* What is asked: Gather every line in the listing below that contains the word "street", matching upper and lower case exactly.

(Labeled contour listing)
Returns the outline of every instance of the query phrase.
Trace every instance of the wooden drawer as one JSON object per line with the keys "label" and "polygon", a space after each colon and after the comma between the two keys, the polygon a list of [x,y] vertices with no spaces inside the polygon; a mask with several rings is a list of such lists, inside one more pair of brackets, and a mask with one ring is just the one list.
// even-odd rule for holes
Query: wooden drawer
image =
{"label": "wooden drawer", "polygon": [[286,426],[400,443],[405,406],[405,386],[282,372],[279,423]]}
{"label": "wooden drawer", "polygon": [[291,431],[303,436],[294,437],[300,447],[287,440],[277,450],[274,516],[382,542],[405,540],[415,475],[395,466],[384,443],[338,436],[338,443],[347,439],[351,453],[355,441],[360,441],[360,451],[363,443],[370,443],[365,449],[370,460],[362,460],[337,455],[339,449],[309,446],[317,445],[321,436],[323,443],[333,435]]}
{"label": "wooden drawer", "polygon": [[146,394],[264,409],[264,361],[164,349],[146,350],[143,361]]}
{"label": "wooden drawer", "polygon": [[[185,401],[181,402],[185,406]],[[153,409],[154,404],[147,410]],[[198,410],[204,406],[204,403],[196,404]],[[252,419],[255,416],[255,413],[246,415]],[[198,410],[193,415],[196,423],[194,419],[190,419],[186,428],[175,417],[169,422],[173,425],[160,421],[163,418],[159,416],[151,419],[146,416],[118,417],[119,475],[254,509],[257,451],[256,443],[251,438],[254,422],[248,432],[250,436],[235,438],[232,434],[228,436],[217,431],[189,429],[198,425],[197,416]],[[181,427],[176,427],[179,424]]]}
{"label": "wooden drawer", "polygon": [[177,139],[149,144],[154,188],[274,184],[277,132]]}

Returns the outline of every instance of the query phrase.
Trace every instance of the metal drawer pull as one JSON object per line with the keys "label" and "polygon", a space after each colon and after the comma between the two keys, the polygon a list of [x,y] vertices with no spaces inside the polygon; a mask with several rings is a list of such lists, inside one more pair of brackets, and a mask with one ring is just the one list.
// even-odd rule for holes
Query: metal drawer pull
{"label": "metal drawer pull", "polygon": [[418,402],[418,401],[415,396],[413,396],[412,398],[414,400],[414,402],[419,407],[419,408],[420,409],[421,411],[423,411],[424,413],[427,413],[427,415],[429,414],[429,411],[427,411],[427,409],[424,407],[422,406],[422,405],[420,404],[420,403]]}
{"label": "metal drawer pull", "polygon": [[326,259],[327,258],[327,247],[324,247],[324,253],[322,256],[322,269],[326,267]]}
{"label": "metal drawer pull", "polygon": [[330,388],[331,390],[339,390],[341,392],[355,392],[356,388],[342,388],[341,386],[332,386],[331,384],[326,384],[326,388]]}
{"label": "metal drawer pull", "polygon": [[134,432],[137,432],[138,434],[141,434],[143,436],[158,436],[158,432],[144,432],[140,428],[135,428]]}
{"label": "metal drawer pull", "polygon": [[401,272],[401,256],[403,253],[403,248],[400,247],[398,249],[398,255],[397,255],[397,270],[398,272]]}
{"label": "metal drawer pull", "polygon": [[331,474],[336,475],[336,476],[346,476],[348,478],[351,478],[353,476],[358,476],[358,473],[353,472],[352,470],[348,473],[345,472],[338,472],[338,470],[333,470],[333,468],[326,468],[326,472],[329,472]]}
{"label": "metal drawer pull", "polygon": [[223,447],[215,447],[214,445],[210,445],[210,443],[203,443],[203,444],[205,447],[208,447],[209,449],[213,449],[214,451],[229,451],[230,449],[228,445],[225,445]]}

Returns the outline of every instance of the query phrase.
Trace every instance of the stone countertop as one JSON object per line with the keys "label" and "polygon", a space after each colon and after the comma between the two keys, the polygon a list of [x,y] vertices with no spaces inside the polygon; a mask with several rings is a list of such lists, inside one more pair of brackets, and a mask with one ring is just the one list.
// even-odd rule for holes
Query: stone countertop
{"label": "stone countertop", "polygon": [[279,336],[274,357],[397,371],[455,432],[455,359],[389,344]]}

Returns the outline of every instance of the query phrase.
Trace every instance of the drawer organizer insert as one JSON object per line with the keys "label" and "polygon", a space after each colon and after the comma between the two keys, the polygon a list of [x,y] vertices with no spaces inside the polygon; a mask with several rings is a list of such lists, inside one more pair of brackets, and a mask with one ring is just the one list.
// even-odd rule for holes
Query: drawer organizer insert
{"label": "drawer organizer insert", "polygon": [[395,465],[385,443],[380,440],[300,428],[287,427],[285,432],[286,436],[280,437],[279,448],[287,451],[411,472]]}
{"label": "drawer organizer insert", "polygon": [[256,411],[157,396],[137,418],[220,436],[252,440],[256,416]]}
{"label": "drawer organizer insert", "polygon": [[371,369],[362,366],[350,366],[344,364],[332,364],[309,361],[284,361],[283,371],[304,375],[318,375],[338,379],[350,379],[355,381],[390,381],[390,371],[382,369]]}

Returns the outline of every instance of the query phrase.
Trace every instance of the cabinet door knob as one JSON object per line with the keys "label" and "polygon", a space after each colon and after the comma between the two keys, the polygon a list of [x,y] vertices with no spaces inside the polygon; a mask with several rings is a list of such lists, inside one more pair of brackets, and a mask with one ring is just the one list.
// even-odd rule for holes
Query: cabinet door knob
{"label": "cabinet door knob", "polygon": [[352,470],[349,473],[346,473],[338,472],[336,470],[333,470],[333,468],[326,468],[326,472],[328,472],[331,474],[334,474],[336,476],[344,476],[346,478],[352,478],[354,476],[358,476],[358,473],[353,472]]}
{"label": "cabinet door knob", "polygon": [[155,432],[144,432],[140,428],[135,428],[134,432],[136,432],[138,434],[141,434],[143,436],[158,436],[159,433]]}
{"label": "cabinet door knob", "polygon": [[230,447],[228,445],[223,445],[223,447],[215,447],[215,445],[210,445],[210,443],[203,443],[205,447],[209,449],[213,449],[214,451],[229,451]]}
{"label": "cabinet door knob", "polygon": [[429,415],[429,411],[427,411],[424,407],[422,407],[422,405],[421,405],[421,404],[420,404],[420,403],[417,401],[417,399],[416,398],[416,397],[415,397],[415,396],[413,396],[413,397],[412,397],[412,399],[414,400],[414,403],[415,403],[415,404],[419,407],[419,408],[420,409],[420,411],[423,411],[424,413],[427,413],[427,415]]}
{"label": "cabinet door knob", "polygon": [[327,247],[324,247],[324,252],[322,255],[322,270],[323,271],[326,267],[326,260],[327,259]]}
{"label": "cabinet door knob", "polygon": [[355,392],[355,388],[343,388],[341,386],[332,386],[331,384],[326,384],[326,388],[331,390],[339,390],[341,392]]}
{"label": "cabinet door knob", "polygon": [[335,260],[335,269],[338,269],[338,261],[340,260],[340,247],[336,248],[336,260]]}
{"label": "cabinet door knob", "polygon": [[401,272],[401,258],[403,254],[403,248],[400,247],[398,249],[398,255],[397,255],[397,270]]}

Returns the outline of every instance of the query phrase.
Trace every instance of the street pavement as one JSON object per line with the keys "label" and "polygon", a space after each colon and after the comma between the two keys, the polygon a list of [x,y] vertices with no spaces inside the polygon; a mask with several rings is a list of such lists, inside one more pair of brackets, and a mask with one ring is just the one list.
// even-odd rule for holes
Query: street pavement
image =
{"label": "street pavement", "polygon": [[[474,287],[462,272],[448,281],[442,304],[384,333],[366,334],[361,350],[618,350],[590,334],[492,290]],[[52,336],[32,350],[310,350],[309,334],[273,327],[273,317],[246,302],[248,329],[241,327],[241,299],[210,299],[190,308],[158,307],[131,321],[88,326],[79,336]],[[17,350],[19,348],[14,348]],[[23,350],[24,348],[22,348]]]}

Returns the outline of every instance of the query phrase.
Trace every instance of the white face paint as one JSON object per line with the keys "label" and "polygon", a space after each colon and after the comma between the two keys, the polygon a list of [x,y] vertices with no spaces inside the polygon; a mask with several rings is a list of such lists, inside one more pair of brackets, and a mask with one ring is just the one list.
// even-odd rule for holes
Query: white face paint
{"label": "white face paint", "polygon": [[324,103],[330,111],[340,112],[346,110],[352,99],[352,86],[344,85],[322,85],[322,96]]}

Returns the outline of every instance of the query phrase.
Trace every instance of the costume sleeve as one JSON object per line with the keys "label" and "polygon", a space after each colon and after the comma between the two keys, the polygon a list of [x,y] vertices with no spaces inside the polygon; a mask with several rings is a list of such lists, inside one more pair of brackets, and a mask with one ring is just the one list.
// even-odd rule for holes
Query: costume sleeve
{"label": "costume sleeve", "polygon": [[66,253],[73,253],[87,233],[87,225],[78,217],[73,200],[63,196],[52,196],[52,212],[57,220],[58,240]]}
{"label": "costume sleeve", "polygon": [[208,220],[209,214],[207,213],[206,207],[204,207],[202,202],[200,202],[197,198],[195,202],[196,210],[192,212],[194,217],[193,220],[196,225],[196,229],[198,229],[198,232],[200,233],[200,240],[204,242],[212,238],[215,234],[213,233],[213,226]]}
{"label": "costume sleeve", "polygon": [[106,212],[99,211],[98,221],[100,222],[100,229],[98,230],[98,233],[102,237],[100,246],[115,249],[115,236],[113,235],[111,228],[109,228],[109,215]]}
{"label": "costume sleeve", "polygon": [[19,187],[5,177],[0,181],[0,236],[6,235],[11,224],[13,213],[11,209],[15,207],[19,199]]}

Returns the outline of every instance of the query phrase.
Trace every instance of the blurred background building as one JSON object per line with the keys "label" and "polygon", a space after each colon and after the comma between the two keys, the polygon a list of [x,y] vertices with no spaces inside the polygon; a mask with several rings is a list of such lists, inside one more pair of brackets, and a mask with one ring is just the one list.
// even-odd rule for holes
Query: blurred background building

* Written solution:
Trace every instance of the street pavement as one JSON object per line with the keys "label" and "polygon", a space after each colon and after the comma between the two keys, the polygon a list of [x,y] vertices with no spaces inside the polygon; a mask with several rings is a list of such lists, inside one more pair of brackets, and a mask with one ring is just the one list.
Query: street pavement
{"label": "street pavement", "polygon": [[[474,287],[462,272],[448,281],[442,304],[384,333],[366,334],[361,350],[618,350],[590,334],[492,290]],[[52,336],[32,350],[310,350],[309,334],[273,327],[273,317],[246,302],[248,329],[241,327],[241,299],[210,299],[190,308],[158,307],[131,321],[88,326],[79,336]],[[17,350],[19,348],[14,348]],[[23,350],[24,348],[22,348]]]}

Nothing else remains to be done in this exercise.